Business Growth Strategies For CEOs: Top CMOs On Marketing Strategy Implementations

A CEO’s Guide to Marketing Performance | Measuring Performance (and Underperformance)

Written by Grant Johnson | Thu, Feb 6, 2025

Part 3 of A CEO's Guide to Marketing Performance

In the marketing world, performance is the difference maker - not experience, expertise, effort, or endurance, just results. This article is about how to address underperformance in the three major measurement components (Market Presence, Brand Strength, and Pipeline Health), and six key performance indicators (reach, share, engagement, loyalty, pipeline, and progression).

I chose these indicators and the four measurements for each based on where my peers and I believe marketers can have the most impact. It’s important to note that every company and market dynamic is unique, and the metrics that matter most to CEOs, or are dictated or perceived to matter most, are the ones to focus on. The framework is designed to be easily customized to help drive better performance across the board for the entire marketing function and help marketing leaders and their companies drive continuous improvement.

Improving Market Presence Metrics of Reach and Share

The four reach metrics are: Earned Media, Social Media, Site Visitors, and Events Reach.

Earned Media is generally the coverage a company generates in its relevant categories, and it’s best to gauge success relative to key competitors. That way, you know you are either gaining or losing ground in the battle for mindshare. If you are in an early stage or emerging growth company, PR can be a strategic weapon to “punch above your weight,” be a disruptive voice, and seize the high ground vs. more established competitors.

Social Media coverage depends on which platforms are relevant to your customers and prospects. For example, if LinkedIn is your target audience's primary platform, you’ll need to build a significant following.

Site Visitors is a proxy for overall Web presence health. A wide range of metrics matter for what I call “web vitality,” including New Visitors, Bounce Rate, Time on Site, Form Fills and Conversions, etc. However, growing traffic is a leading indicator that generally signifies a healthy website.

Finally, Events Reach estimates the percentage of industry events the company participates in as a proxy for how visible a company is to their prospects. It’s common sense to want to be seen when prospects are looking and “capture demand” both digitally and at in-person events.

The four share metrics are: SOV (share of media voice), Indirect Sales (as a % of total Sales), Unbranded +Search (as a proxy for SEO effectiveness) and Branded Search (your company/brands).

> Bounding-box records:
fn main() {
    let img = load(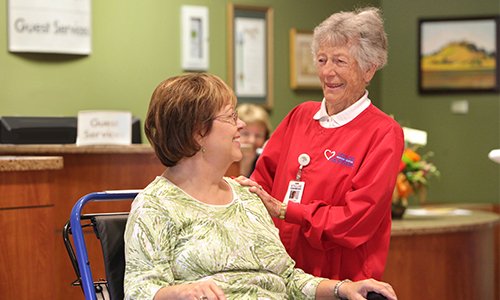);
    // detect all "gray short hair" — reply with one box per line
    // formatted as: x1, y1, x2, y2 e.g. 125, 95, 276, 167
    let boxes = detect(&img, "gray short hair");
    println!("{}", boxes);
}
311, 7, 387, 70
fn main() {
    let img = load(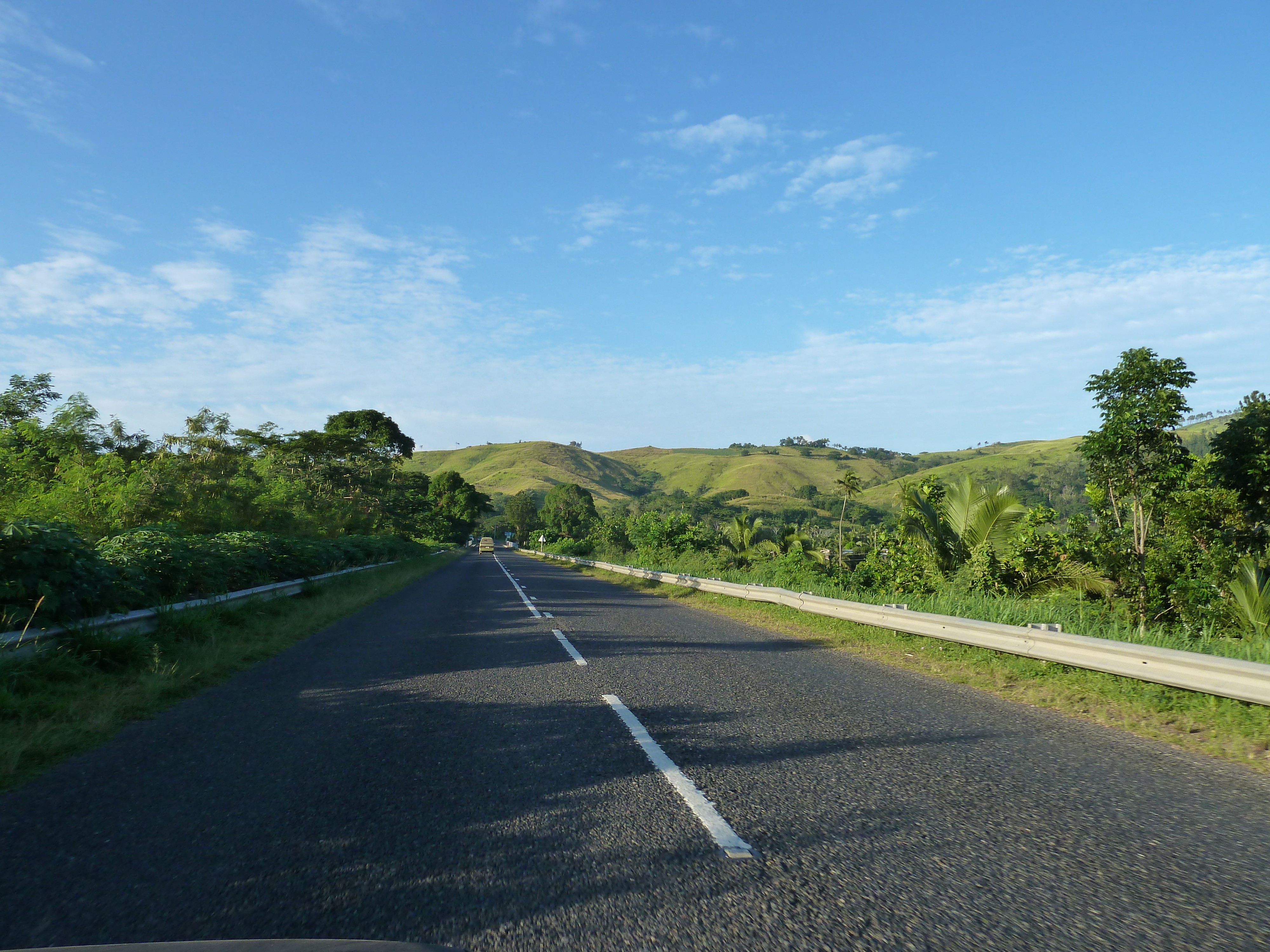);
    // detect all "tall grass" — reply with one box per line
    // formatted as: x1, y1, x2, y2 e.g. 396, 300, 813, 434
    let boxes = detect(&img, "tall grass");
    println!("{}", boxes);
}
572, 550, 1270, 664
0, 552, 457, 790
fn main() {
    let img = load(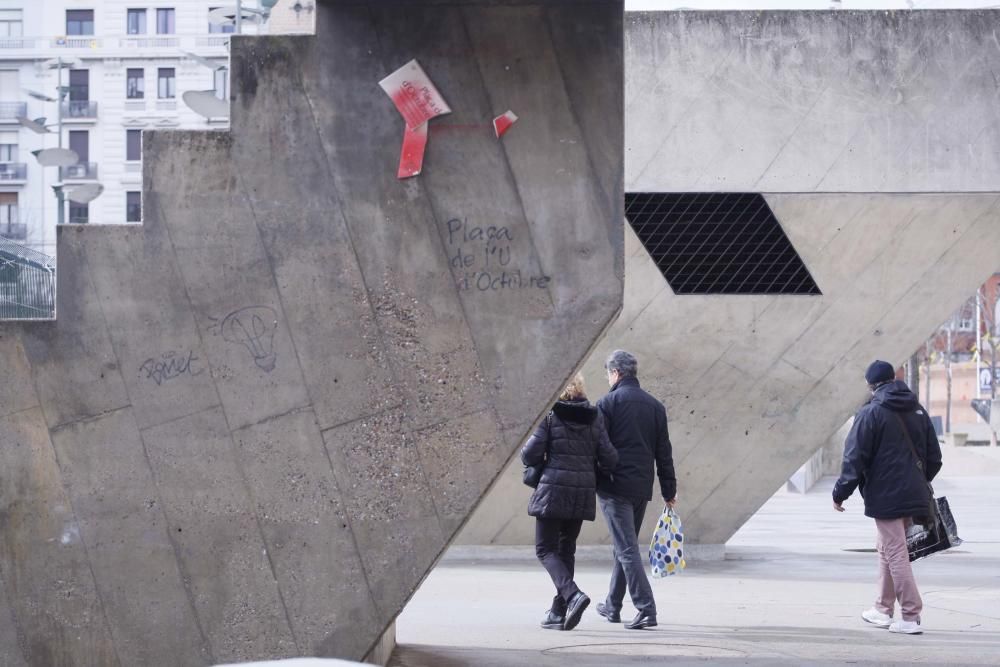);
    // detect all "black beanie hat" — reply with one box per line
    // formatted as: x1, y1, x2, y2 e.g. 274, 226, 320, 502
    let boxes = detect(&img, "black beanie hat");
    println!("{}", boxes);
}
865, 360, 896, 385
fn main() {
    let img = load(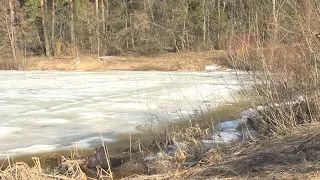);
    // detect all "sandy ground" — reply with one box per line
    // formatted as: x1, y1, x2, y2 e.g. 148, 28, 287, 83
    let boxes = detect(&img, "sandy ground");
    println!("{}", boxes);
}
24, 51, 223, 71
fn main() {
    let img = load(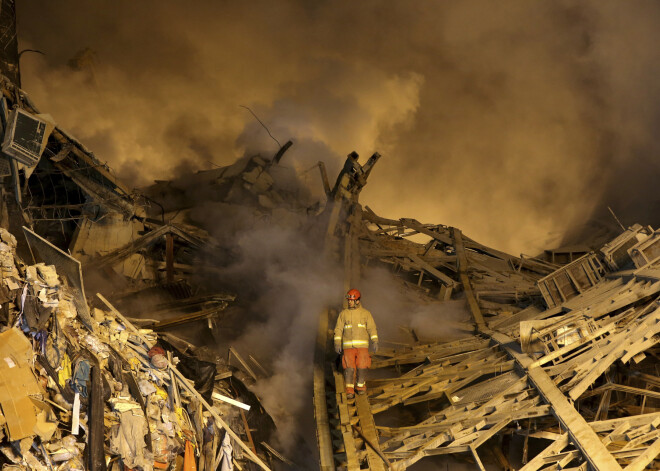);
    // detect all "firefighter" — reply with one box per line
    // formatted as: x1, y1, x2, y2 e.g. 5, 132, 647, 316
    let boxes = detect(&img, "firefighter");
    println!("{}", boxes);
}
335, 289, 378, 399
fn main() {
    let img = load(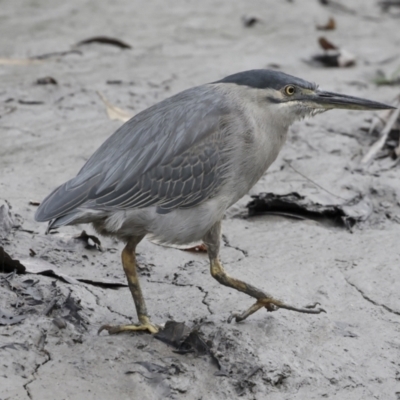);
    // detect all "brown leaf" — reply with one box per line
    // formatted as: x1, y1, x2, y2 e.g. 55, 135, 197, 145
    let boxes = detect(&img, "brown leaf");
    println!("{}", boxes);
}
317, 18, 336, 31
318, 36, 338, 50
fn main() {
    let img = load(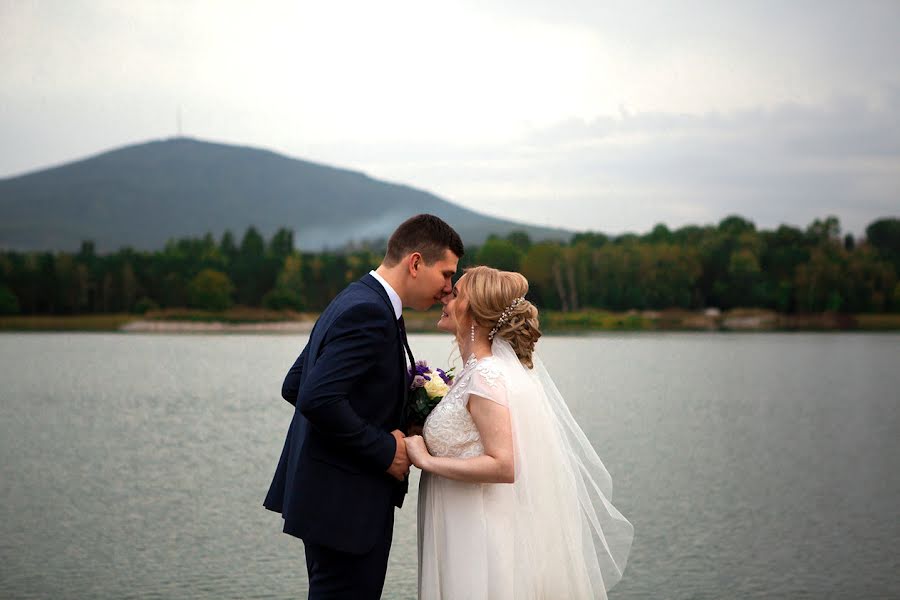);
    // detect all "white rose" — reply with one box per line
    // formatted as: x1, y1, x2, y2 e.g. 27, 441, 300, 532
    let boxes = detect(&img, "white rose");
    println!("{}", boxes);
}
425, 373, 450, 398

> Complete the following:
a) Name the six key performance indicators that the marketing performance article says it will address.
b) Carry on the article about marketing performance for CEOs from where it stops.

> Written answers:
a) Reach, share, engagement, loyalty, pipeline, and progression.

b)
Share of Voice is a comparative metric to gauge how your company is garnering press coverage (features, mentions, bylines, etc.) relative to your key competitors. There are a lot of great practitioners and agencies who can help you raise your relative score. In my experience, however, ideally you have a dedicated person on your team to optimize SOV through a combination of in-house directed communication initiatives and externally developed and/or supported ones.

Indirect Sales is a key metric because every company can benefit by expanding their ecosystem of channels and partners that refer, resell, support, or otherwise endorse their product and service offerings. Please, partner ecosystem expansion can be both very efficient (at a much lower relative cost than direct Sales expense) and help bolster and reinforce your brand position.

Unbranded Search is one of the 24 key metrics that can have an outsized impact on your demand engine. With a comprehensive SEO strategy, augmented by GenAI tools and optimization techniques, companies can generate a significant amount of inbound traffic that can help build pipeline.

4 Engagement Metrics: Social Media, Owned Events, Community, and Third Party Events.

Engagement is simply how engaged your audience is, whether as first-time prospects or customers for life. If you have say 50,000 followers who are largely unengaged (1% or less) vs. a competitor who has say 10,000 followers who are highly engaged (5% or more), and let’s say is adding followers fasters, it’s easy to determine that the more engaged audience is more activated, and more likely to respond to your communications, campaigns and overall value proposition, leading to higher closed won sales.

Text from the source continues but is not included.